Jobs
**a)** In the Open MPI mailing list thread, what underlying type does Open MPI use for MPI_Comm?
**b)** Reproduce the part of the Open MPI mailing list thread between "The MPI standard" and "over your application.", inclusive.
**c)** Carry on writing the Open MPI mailing list thread from the point where it stops.

Text block
Open MPI logo

Open MPI User's Mailing List Archives

  |   Home   |   Support   |   FAQ   |   all Open MPI User's mailing list

Subject: Re: [OMPI users] segmentation fault: Address not mapped
From: Iris Pernille Lohmann (ipl_at_[hidden])
Date: 2009-11-24 04:28:05


Thanks a lot for explaining this to me. It is nice to understand what the problem is about.

Thanks
Iris

-----Original Message-----
From: users-bounces_at_[hidden] [mailto:users-bounces_at_[hidden]] On Behalf Of George Bosilca
Sent: 23 November 2009 19:39
To: Open MPI Users
Subject: Re: [OMPI users] segmentation fault: Address not mapped

The MPI standard doesn't mandate what MPI_Comm is, and as such each
MPI implementation if free to use whatever underlying type they want.
In the case of Open MPI we use pointers, which are different than int
on most cases (btw int is what MPICH is using I think). Therefore the
conversion from MPI_Comm to int and then back to MPI_Comm will likely
lose a significant part of the pointer and your program will crash.

The obvious solution here is as you stated to avoid going through the
conversions (int to/from MPI_Comm) and to keep the MPI handle as an
MPI_Comm all over your application.

   george.

On Nov 23, 2009, at 03:01 , Iris Pernille Lohmann wrote:

> Jeff,
>
> This is in relation to a problem I wrote to the list about several
> weeks ago - sorry for the delay (I've been working on other issues
> since then...). Anyways, I get an occasional crash in MPI_Isend, and
> the problem mainly occurs when I use more than 1 node, and more than
> 4 processors total. When I use e.g. 2 nodes with 16 processors, the
> problem happens all the time so the run never succeeds. In my last
> email to the list I included the error message I get for the crash,
> indicating the problem in MPI_Isend, with an 'address not mapped'
> message.

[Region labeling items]

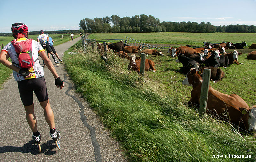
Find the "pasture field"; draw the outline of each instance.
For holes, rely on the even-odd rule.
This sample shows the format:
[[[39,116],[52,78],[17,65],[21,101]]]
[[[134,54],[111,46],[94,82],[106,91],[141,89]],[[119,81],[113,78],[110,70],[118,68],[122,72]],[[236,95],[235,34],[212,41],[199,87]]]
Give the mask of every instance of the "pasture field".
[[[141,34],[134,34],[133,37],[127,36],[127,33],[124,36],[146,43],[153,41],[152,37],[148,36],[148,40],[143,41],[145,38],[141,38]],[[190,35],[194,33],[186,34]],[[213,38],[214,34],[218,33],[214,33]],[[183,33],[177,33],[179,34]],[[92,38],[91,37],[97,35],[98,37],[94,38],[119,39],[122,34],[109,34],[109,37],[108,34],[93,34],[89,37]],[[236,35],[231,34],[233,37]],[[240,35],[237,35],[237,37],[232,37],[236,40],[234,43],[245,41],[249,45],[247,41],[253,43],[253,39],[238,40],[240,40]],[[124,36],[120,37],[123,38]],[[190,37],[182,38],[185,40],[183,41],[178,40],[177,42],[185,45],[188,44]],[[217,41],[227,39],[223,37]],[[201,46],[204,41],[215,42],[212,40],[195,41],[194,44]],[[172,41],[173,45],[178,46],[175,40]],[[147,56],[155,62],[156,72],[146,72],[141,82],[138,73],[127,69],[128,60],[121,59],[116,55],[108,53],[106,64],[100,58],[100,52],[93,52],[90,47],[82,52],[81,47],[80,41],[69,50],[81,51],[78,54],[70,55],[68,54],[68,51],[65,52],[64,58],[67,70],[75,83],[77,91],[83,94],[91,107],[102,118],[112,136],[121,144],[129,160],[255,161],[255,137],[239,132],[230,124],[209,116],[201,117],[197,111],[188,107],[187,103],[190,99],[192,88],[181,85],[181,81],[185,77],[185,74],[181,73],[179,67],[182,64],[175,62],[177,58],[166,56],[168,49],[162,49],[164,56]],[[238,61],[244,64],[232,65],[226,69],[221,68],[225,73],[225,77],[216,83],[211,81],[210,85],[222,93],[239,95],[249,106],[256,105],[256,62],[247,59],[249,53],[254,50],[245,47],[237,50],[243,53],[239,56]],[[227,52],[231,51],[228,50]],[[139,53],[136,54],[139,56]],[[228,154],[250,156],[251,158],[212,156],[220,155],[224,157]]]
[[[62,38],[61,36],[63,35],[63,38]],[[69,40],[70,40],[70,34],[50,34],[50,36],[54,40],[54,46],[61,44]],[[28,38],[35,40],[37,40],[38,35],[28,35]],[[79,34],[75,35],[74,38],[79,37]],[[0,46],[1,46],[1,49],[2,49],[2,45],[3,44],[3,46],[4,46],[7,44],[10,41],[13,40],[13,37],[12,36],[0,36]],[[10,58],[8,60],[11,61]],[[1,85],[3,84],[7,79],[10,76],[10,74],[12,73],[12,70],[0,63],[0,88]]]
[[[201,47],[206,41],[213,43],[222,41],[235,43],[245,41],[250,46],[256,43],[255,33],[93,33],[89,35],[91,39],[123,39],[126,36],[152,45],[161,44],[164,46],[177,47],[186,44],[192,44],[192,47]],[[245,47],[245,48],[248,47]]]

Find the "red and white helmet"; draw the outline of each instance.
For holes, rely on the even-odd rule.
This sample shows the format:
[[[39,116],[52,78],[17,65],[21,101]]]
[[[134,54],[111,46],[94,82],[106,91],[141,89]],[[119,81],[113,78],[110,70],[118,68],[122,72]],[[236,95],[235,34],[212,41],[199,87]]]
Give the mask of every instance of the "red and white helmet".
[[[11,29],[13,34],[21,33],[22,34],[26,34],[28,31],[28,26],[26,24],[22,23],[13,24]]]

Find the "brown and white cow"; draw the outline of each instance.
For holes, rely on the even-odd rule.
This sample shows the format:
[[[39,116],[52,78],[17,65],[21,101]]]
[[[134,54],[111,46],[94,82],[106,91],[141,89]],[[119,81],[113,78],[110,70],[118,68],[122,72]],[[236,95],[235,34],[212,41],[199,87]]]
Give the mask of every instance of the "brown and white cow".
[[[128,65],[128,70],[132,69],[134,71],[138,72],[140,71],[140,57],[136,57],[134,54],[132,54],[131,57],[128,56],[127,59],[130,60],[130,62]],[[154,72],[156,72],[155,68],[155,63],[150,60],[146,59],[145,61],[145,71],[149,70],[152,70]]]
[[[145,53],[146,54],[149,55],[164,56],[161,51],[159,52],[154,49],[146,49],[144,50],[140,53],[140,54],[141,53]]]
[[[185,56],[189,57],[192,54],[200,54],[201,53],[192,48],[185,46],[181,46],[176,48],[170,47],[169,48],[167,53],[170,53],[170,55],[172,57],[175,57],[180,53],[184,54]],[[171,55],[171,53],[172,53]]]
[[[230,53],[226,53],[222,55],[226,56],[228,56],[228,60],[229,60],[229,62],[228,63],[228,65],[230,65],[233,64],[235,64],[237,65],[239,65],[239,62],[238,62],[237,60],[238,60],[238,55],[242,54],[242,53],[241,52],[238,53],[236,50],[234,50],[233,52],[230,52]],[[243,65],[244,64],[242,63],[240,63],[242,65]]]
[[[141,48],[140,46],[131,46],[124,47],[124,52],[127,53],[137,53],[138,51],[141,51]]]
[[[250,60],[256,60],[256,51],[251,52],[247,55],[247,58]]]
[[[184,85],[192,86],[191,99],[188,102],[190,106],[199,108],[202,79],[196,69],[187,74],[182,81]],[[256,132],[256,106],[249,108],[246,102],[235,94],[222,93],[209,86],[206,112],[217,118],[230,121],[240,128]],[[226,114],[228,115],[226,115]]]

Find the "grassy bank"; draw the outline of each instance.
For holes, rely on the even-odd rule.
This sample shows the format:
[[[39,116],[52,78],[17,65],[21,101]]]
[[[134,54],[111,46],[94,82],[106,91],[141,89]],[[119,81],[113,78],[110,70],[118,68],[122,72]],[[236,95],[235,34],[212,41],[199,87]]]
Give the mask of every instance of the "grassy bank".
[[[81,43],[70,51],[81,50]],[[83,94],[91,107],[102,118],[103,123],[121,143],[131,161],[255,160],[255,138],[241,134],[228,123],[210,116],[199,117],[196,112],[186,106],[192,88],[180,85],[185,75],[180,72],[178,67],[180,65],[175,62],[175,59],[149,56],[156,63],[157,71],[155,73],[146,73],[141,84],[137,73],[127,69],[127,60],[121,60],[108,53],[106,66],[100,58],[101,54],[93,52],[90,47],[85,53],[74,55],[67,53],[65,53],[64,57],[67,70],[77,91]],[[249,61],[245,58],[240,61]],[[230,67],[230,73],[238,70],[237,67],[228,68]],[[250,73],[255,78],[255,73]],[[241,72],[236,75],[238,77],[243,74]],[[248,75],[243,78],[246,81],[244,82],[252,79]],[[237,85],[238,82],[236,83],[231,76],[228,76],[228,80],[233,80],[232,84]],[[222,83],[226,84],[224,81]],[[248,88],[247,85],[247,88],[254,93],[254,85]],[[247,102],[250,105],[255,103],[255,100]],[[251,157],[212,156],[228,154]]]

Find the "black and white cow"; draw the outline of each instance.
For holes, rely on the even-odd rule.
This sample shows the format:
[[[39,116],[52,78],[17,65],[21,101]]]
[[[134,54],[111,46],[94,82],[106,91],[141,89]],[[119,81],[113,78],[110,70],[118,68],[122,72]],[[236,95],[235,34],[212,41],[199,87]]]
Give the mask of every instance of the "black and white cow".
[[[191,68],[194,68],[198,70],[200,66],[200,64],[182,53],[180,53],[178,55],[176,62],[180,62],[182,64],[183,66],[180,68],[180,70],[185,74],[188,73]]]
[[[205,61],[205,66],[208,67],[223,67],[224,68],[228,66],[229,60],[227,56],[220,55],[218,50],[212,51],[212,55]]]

Set of answers
**a)** Pointers.

**b)**
The MPI standard doesn't mandate what MPI_Comm is, and as such each
MPI implementation if free to use whatever underlying type they want.
In the case of Open MPI we use pointers, which are different than int
on most cases (btw int is what MPICH is using I think). Therefore the
conversion from MPI_Comm to int and then back to MPI_Comm will likely
lose a significant part of the pointer and your program will crash.

The obvious solution here is as you stated to avoid going through the
conversions (int to/from MPI_Comm) and to keep the MPI handle as an
MPI_Comm all over your application.

**c)**
>
> It seems the buffer which is passed is OK. I think the problem is
> caused by a conflict of types of 'com' (type MPI_Comm) used as the
> 6th argument of MPI_Isend.
>
> In my application, com is found by MPI_Comm_create as an MPI_Com -
> type and then converted to int -type.
>
> Then in the call to MPI_Isend, it is converted back to an MPI_Comm.
>
> When compiling, I get warnings, first where com is created as an
> MPI_Comm and changed to an int:
> Warning:Cast from pointer to integer of different size
> And then when using MPI_Isend with the change from int to MPI_Comm:
> Warning:Cast to pointer from integer of different size.
>
> When I look in mpi.h I cannot find the definition of MPI_Comm.
>
> I can probably solve the problem by NOT changing the type from
> MPI_Comm to int. However, I would like to understand the problem. I
> hope this description may give you an idea.
>
> Thanks,
> Iris Lohmann
>
> -----Original Message-----
> From: users-bounces_at_[hidden] [mailto:users-bounces_at_[hidden]]
> On Behalf Of Iris Pernille Lohmann
> Sent: 04 November 2009 10:20
> To: Open MPI Users
> Subject: Re: [OMPI users] segmentation fault: Address not mapped
>
> Hi Jeff,
>
> Thanks for your reply.
>
> There are no core files associated with the crash. Based on your
> answer, and the fact that the crash only appears occasionally, I
> think I need to debug more carefully as you suggest - it may very
> well be something not working completely right in the application.
>
> Thanks again, and thanks for all the help which is passed on through
> this list - it is very helpful and a lot of work.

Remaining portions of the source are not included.